### Given request
Count the lines in the material below that contain the word "hair". Reply with only the number.
_ _ _
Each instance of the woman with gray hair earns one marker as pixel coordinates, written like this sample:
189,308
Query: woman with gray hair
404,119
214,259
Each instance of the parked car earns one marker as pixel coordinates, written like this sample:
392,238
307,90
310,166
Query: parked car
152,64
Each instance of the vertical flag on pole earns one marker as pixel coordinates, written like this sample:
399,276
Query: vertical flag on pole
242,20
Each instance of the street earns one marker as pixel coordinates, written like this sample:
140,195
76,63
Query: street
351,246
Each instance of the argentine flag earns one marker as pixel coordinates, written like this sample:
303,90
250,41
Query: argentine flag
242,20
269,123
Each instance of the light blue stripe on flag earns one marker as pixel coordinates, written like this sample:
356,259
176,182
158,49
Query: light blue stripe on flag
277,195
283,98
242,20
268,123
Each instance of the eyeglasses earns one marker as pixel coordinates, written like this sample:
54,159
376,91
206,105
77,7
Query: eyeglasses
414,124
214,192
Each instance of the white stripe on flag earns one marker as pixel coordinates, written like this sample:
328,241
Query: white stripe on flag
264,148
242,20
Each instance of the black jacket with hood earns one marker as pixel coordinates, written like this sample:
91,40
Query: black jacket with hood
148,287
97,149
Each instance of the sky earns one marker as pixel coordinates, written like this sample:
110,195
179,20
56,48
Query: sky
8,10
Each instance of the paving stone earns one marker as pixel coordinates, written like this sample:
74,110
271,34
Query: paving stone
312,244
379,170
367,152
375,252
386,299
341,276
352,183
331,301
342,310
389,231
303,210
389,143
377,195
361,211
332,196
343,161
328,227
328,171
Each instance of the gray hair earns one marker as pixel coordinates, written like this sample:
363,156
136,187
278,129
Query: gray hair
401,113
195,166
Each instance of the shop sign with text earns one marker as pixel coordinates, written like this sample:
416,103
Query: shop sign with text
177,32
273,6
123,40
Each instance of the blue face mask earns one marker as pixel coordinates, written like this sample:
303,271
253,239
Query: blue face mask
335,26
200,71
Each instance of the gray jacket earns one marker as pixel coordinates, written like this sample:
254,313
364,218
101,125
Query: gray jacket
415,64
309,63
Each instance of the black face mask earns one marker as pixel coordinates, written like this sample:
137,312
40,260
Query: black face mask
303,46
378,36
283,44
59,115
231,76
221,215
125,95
_ _ _
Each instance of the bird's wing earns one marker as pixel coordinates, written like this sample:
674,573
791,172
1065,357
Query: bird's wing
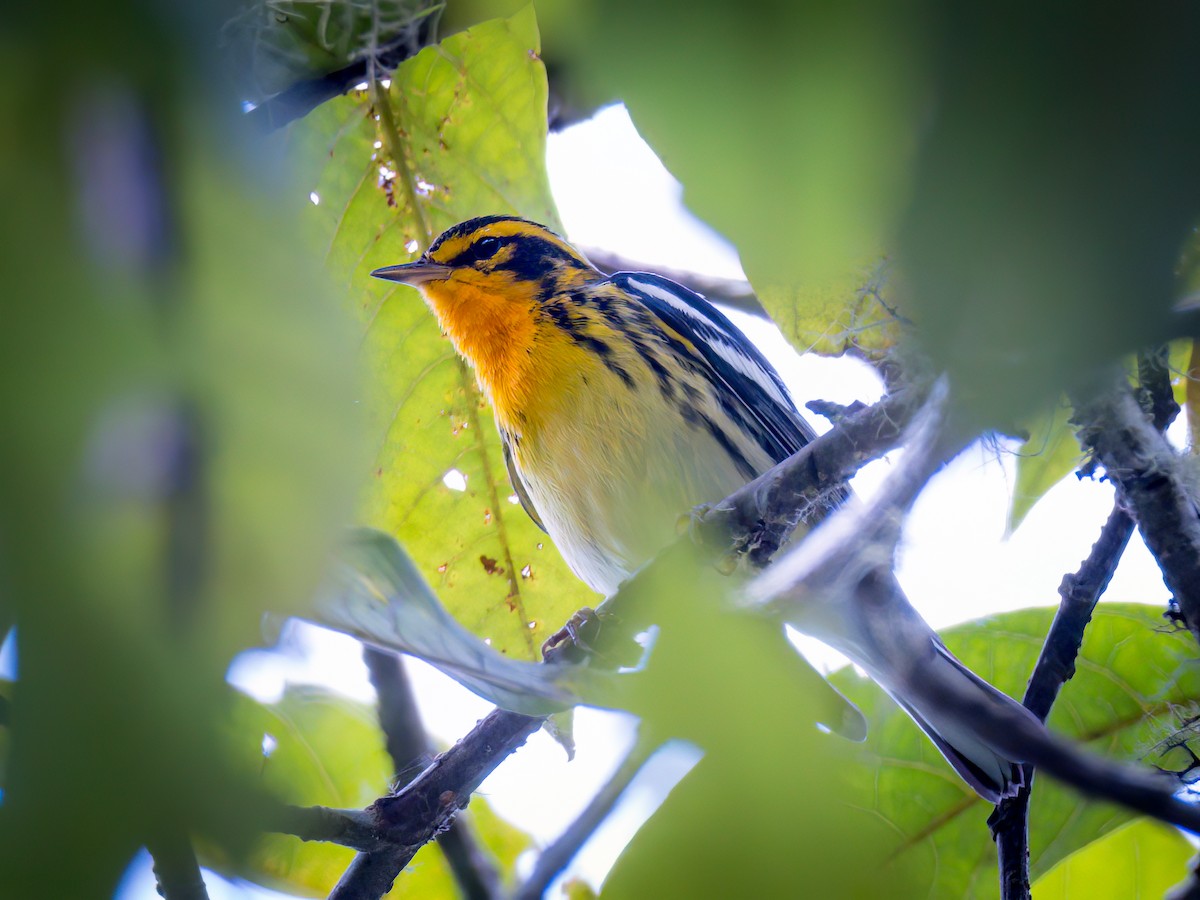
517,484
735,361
_ _ _
### Result for this exercise
4